EXERCISE DETAILS >>
Please quote the listing line for line, beginning at the line that contains "like [418, 1362]." and stopping after the line that contains "[617, 1049]".

THE INPUT >>
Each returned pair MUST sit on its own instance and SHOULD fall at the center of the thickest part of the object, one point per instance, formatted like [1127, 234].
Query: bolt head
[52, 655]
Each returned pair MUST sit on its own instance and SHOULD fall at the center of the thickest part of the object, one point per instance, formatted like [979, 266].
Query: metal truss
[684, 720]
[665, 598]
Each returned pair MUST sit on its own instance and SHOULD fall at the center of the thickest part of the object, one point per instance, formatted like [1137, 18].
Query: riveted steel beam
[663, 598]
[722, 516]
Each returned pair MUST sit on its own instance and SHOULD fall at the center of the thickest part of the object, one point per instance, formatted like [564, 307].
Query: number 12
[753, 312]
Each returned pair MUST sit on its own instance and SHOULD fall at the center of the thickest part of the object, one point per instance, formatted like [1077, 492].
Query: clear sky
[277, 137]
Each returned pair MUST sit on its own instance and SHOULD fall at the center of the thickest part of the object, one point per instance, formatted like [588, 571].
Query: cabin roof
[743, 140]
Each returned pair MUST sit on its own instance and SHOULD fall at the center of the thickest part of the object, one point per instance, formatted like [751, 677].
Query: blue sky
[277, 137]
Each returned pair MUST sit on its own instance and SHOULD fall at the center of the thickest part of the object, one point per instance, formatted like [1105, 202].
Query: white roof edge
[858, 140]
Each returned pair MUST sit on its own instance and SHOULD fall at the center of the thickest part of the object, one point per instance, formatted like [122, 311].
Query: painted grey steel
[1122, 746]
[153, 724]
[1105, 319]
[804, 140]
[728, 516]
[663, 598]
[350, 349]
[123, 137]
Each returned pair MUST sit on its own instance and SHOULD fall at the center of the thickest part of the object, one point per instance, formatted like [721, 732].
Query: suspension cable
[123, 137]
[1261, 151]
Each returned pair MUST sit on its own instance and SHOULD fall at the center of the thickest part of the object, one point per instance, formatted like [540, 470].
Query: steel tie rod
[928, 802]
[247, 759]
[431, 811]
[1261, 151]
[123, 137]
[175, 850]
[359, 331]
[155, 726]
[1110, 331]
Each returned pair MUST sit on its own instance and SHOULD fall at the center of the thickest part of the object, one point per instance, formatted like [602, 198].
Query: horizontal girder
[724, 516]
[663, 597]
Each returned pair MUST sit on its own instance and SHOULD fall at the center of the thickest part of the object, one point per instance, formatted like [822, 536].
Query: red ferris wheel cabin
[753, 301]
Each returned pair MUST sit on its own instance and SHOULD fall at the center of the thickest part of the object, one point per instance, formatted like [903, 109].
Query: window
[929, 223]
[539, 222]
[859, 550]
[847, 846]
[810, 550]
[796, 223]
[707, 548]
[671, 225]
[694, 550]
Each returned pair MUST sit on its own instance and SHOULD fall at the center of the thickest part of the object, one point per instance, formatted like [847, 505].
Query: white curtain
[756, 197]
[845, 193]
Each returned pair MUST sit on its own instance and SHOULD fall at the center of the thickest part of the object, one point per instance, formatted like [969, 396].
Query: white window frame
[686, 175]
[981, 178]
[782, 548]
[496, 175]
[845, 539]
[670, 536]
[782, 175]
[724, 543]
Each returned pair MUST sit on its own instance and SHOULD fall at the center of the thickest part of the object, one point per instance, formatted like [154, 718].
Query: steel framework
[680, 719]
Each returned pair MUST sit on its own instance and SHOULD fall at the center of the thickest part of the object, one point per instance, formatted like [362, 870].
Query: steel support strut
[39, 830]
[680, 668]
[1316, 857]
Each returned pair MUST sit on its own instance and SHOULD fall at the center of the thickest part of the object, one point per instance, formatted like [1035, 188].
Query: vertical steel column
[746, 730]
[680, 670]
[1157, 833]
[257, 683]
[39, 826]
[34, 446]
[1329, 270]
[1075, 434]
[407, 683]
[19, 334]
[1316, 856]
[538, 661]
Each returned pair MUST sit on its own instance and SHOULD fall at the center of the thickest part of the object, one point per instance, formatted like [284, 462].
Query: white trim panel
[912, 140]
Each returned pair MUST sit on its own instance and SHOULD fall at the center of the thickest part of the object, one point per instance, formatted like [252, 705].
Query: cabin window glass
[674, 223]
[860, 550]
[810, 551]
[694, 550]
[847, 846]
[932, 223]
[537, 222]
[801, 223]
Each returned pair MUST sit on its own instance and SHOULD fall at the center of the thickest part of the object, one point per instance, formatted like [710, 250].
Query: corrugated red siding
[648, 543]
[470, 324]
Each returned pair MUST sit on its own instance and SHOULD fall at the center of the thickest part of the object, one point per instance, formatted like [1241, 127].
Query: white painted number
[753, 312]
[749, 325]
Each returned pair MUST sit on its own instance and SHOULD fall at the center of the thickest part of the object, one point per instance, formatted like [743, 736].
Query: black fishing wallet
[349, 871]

==

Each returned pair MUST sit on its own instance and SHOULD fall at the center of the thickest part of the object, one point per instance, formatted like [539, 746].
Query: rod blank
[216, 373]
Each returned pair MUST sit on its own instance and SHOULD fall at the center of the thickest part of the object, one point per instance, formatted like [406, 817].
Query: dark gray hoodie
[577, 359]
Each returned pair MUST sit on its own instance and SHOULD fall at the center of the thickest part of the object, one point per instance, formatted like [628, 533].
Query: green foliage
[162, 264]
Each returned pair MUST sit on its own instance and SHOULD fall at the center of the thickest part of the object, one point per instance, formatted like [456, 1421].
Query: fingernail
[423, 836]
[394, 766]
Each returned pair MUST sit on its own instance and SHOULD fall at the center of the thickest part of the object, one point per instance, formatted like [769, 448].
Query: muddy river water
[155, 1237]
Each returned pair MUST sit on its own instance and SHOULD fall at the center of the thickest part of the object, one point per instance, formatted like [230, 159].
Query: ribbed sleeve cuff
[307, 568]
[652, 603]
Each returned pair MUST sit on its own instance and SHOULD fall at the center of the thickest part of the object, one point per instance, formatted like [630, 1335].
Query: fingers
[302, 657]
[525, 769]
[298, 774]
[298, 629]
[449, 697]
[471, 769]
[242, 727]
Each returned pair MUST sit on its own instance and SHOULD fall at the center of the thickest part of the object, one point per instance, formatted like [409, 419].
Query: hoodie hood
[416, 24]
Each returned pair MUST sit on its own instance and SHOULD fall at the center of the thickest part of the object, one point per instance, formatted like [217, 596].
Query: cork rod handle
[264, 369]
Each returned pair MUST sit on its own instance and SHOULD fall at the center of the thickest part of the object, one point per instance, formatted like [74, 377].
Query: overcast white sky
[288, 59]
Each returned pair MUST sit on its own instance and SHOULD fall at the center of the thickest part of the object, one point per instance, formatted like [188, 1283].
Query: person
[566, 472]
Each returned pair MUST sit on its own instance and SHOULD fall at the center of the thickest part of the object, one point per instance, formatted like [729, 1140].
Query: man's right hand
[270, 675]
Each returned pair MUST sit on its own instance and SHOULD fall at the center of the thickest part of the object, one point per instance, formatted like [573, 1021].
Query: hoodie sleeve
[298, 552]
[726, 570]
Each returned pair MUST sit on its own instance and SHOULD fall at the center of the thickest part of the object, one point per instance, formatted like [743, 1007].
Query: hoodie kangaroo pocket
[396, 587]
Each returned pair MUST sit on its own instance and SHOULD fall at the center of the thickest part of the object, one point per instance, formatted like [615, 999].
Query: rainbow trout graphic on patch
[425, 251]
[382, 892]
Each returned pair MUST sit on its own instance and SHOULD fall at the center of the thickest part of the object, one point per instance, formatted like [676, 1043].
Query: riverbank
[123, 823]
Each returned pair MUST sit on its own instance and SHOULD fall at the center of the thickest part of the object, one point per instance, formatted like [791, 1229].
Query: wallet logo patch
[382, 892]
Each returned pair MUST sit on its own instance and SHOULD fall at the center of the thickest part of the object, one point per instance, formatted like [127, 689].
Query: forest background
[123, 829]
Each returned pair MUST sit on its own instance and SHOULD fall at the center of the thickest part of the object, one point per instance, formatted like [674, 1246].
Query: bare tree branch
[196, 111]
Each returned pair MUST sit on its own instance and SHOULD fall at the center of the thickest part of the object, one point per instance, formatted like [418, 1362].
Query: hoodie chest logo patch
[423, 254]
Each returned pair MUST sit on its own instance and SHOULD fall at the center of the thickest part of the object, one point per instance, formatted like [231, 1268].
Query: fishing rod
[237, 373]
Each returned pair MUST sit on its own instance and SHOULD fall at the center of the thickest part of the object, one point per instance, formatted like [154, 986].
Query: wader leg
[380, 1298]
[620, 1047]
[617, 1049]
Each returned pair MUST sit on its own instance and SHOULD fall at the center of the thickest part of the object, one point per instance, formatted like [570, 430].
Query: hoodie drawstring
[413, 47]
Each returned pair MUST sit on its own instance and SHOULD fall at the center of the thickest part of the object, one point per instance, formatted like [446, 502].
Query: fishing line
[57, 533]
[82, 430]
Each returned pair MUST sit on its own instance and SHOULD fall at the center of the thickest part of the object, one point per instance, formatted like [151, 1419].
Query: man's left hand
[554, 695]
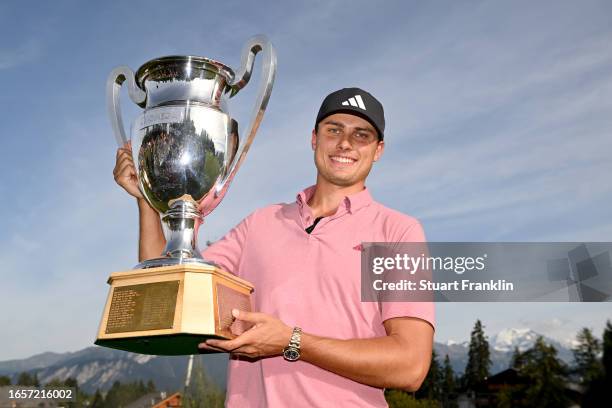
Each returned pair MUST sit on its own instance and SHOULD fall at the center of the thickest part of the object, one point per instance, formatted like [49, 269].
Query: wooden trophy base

REPLY >>
Each returned pair MUST sit on its own instance and SHOULD fall at the center of the thickest part of the object, one point per instance, formatted like [418, 1362].
Query: hoodie chest logo patch
[423, 254]
Each returned pair MUST sit on its own instance and SHOULD fall at the center of the thickest part of the object, one point per instance, formatted like [231, 1268].
Query: fishing rod
[237, 373]
Each returned pair MUST sit on its own instance and SHOULD fall at the center of the thickest part of the object, one point per instance, formatted like [154, 986].
Query: wader leg
[380, 1298]
[620, 1047]
[617, 1049]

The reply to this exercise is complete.